Groovy Transformation Functions
In this recipe we'll learn how to use Groovy transformation functions to ingest a CSV file with column names contain spaces.
Pinot Version | 1.0.0 |
Code | startreedata/pinot-recipes/groovy-transformation-functions |
Prerequisites
To follow the code examples in this guide, you must install Docker (opens in a new tab) locally and download recipes.
Navigate to recipe
- If you haven't already, download recipes.
- Navigate to the recipe by running the following command:
cd pinot-recipes/recipes/groovy-transformation-functions
Launch Pinot Cluster
You can spin up a Pinot Cluster and Kafka Broker by running the following command:
docker compose up
This command will run a single instance of the Pinot Controller, Pinot Server, Pinot Broker, Kafka Broker, and Zookeeper. You can find the docker-compose.yml (opens in a new tab) file on GitHub.

Requests -
**1)** Answer from the Groovy recipe:
(a) Which Pinot version does the recipe use?
(b) What must be installed locally to follow the code examples?
(c) Which components does the command docker compose up run a single instance of?
**2)** Carry on the Groovy recipe, picking up after its last sentence.

Listed entries -
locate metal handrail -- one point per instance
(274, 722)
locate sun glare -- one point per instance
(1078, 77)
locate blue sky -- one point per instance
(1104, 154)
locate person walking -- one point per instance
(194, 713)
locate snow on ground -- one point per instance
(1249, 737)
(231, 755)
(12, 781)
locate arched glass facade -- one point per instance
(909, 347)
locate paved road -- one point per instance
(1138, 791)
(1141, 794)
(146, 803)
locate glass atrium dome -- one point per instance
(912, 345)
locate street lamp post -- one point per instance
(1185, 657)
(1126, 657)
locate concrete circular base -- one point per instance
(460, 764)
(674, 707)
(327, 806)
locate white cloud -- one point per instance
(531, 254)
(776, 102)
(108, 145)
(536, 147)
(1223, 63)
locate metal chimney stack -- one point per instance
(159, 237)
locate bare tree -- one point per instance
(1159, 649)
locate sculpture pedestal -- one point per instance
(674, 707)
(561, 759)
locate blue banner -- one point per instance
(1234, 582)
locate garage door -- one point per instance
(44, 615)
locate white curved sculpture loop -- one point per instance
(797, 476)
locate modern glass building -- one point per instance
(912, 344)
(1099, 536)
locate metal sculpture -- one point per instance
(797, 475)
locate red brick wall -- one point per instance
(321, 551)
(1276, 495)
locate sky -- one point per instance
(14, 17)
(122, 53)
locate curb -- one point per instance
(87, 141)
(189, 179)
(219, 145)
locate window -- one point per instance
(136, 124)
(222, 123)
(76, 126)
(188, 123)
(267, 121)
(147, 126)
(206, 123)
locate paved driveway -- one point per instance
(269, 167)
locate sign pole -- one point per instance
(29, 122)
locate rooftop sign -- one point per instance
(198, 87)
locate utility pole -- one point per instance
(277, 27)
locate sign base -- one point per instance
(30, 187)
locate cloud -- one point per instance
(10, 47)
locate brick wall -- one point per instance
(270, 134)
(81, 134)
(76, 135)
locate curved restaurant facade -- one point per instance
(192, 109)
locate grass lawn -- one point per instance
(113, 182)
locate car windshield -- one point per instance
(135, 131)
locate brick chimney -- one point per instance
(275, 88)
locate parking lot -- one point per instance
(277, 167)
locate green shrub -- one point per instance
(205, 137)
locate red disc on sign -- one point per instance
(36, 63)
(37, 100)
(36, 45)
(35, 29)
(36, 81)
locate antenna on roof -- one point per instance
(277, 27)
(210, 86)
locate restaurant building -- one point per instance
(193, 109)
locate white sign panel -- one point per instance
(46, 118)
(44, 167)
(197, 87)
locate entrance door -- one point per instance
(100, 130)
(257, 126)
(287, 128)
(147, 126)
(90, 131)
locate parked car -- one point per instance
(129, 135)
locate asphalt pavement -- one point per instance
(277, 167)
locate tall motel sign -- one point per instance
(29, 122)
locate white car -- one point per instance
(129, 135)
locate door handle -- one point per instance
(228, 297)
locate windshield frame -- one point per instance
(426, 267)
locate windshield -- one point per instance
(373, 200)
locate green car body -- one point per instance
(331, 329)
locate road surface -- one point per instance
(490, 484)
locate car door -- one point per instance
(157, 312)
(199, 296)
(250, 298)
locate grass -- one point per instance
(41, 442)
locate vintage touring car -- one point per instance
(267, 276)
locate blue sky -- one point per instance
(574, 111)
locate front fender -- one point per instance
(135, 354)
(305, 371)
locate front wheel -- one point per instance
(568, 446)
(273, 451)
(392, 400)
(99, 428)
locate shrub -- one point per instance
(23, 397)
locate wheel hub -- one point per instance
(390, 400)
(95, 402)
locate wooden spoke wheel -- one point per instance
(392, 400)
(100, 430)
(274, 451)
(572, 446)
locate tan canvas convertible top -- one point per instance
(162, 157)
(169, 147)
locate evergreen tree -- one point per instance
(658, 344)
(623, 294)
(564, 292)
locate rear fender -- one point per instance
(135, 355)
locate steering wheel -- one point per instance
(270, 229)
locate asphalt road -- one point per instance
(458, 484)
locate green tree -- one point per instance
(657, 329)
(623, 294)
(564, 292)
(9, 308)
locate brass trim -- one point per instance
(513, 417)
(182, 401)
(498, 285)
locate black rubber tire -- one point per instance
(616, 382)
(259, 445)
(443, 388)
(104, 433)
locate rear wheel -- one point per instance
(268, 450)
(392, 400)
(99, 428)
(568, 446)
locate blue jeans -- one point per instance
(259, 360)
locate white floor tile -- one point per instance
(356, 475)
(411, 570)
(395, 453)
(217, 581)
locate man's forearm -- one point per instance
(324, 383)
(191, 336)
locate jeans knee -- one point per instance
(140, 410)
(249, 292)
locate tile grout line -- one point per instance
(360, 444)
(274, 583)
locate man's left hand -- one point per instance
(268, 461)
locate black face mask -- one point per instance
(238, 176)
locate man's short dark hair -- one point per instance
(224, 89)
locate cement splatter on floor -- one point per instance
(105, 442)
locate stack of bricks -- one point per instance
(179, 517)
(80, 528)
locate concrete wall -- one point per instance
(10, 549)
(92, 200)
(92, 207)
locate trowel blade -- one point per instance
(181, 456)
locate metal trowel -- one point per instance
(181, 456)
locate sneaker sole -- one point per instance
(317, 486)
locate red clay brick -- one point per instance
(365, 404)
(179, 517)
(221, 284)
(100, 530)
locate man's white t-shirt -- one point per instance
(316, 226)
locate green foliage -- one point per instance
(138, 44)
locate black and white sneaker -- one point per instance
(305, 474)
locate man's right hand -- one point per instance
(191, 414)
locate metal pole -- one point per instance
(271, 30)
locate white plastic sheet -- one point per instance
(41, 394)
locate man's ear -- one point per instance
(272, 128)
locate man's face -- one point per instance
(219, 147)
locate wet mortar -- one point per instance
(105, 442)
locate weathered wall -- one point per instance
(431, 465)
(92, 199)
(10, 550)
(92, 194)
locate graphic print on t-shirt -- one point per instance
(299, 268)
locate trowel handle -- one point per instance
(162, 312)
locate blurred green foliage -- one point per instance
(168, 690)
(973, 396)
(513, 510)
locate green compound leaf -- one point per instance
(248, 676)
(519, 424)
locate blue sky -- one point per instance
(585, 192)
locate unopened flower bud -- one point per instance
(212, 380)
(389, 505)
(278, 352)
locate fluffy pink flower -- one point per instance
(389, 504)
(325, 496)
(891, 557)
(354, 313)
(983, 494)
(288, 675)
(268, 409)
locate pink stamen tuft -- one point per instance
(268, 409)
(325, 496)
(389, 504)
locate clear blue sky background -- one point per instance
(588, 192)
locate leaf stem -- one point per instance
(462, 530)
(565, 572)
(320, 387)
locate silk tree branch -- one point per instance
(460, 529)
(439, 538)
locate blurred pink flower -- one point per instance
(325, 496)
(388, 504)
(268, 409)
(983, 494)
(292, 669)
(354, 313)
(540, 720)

Results by task -
**1)**
(a) Pinot version 1.0.0.
(b) Docker.
(c) The Pinot Controller, Pinot Server, Pinot Broker, Kafka Broker, and Zookeeper.

**2)**
Controller configuration
We need to provide configuration parameters to the Pinot Controller to enable Groovy in transformation functions. This is done in the following section of the Docker Compose file:
pinot-controller:
image: apachepinot/pinot:1.0.0
command: "StartController -zkAddress zookeeper-grooy:2181 -config /config/controller-conf.conf"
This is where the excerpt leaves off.